Text provided:
━━━━━━━━━━━━━━━━
As I mentioned before I feel my original 2180 heads have to many issues to
rebuild. So, Im looking for advice on a new set of heads. I had a great
conversation with Joe at Revmaster but like many other sources for heads,
the lead time to get them is as much as 12 weeks. Im going to try to get
some clarification from Joe tomorrow on their lead time. Mofoco has a 12
week and I was told they supply Aerovee with heads but they don't look like
the Aerovee heads I have seen. Mofoco has a 12 week lead time.
Empi has a set of heads part number 98-1431-B that seem to have the correct
specs.at 94 mm with 40x35.5 mm stainless steel valves but they are dual
springs with 64 cc combustion chambers which I feel are too large. Here is
why. Someone check my math. For the Empi 98-143-B heads you calculate the
following.
If you take 64cc x .0610237441 equals 3.91 CI.
Then 24.27 + 3.91 รท 3.91 gives you a compression ratio of 7.2

For the Empi GTV-2 part # 98-1335-B heads with the same 40x35.5 stainless
steel valves dual ports you have 56 cc chambers and the math comes out to
8.1 compression ratio. Which to me seems pretty spot on perfect head.
Correct me if I am wrong.

For the Revmaster REV049 heads they look like a hemispheric combustion
chamber dual port, dual plug of 58cc combustion chamber which comes out to
7.8 compression. Very close to the just above Empi head. The REV049 also
has the 40x35.5 stainless steel exhaust valves.
Here is a few side notes I would also like feedback on.
━━━━━━━━━━━━━━━━
Supplied material:
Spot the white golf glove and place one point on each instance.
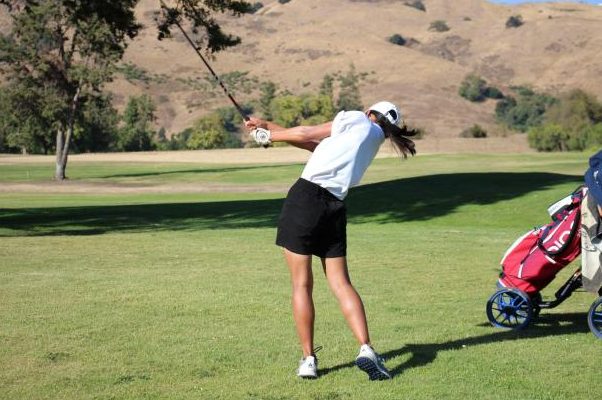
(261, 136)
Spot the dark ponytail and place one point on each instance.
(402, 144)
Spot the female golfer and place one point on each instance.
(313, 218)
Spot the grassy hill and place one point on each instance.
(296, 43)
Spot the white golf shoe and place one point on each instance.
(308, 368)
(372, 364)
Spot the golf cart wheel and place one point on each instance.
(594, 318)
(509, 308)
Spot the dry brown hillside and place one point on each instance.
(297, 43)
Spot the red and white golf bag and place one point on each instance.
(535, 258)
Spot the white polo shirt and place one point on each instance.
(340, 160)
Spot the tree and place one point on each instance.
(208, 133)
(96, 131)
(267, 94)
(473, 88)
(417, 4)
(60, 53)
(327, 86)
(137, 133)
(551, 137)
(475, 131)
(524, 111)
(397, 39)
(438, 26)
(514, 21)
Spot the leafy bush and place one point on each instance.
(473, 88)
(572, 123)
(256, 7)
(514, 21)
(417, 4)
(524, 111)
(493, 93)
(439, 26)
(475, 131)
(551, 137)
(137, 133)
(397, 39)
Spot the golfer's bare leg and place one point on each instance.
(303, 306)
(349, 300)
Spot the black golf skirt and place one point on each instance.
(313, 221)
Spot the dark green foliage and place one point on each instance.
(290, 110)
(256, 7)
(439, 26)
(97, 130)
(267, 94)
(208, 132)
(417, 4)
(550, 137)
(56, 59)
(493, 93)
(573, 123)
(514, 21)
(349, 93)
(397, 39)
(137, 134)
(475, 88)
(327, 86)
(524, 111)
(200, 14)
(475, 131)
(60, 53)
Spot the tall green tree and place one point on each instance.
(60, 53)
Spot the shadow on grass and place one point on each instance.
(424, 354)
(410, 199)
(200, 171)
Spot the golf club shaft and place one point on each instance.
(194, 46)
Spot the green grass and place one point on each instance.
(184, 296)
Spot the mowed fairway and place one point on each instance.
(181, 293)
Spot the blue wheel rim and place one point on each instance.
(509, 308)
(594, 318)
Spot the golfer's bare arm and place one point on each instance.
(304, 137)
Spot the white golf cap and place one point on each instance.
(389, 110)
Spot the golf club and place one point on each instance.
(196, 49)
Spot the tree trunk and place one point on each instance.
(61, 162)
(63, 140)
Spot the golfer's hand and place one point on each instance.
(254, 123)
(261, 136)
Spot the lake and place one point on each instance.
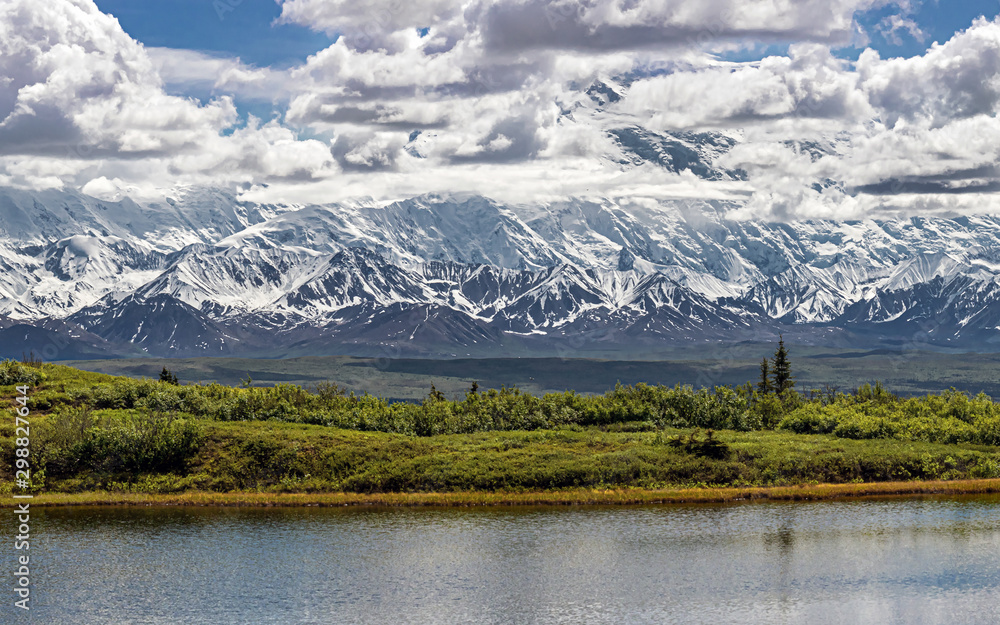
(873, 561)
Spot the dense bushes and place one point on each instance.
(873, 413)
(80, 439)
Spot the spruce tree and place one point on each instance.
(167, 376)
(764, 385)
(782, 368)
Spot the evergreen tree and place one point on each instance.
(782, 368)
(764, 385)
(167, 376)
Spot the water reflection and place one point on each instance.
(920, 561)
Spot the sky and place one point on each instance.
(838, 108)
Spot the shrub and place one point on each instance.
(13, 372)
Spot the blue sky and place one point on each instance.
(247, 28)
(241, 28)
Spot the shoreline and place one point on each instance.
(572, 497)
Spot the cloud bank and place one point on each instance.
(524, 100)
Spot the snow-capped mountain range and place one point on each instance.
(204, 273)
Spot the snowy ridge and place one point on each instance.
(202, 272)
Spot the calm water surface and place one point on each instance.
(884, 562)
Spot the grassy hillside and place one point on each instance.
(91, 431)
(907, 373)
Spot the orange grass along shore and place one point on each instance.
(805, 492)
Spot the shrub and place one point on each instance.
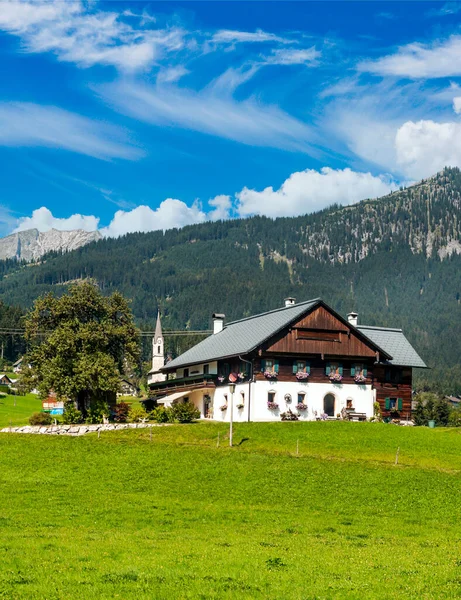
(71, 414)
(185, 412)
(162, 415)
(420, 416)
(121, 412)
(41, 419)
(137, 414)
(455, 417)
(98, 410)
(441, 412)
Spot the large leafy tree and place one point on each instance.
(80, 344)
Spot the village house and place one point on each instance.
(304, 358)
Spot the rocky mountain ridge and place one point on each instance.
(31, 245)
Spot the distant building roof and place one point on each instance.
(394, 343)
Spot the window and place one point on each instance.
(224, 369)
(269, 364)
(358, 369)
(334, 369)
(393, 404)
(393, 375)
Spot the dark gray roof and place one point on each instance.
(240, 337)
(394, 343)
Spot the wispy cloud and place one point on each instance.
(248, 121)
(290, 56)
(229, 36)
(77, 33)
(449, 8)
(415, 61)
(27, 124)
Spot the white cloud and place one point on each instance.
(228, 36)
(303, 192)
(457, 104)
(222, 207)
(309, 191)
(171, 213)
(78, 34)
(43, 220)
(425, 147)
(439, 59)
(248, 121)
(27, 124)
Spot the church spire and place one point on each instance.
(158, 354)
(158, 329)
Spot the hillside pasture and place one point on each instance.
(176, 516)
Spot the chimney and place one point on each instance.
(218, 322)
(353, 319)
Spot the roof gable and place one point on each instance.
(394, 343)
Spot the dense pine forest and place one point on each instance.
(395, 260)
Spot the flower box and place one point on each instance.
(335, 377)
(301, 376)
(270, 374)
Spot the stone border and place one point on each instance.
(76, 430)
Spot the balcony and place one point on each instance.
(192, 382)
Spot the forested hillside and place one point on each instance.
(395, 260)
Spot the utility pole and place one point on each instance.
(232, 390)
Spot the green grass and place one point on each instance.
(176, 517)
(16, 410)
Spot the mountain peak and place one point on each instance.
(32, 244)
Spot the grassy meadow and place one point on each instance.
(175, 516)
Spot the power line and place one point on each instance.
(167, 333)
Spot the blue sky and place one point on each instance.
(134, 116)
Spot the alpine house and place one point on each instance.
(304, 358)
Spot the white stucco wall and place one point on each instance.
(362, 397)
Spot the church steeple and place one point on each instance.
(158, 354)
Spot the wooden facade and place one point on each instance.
━━━━━━━━━━━━━━━━
What to do:
A. Summarize the post about replacement cylinder heads in two sentences.
B. According to the post about replacement cylinder heads, what is the combustion chamber volume of the Empi GTV-2 heads?
C. Reproduce the portion of the post about replacement cylinder heads that opens with the words containing "If you take" and closes with "like feedback on.".

Solutions:
A. The writer considers the original 2180 heads to have too many issues to rebuild and seeks advice on new ones, noting that sources such as Revmaster and Mofoco can take as long as 12 weeks to supply them. Comparing options, the writer judges the 64 cc chambers of one Empi head too large at a 7.2 compression ratio, considers the 56 cc Empi GTV-2 heads at 8.1 nearly perfect, and finds the 58 cc Revmaster REV049 heads at 7.8 very close to the GTV-2.

B. 56 cc.

C.
If you take 64cc x .0610237441 equals 3.91 CI.
Then 24.27 + 3.91 รท 3.91 gives you a compression ratio of 7.2

For the Empi GTV-2 part # 98-1335-B heads with the same 40x35.5 stainless
steel valves dual ports you have 56 cc chambers and the math comes out to
8.1 compression ratio. Which to me seems pretty spot on perfect head.
Correct me if I am wrong.

For the Revmaster REV049 heads they look like a hemispheric combustion
chamber dual port, dual plug of 58cc combustion chamber which comes out to
7.8 compression. Very close to the just above Empi head. The REV049 also
has the 40x35.5 stainless steel exhaust valves.
Here is a few side notes I would also like feedback on.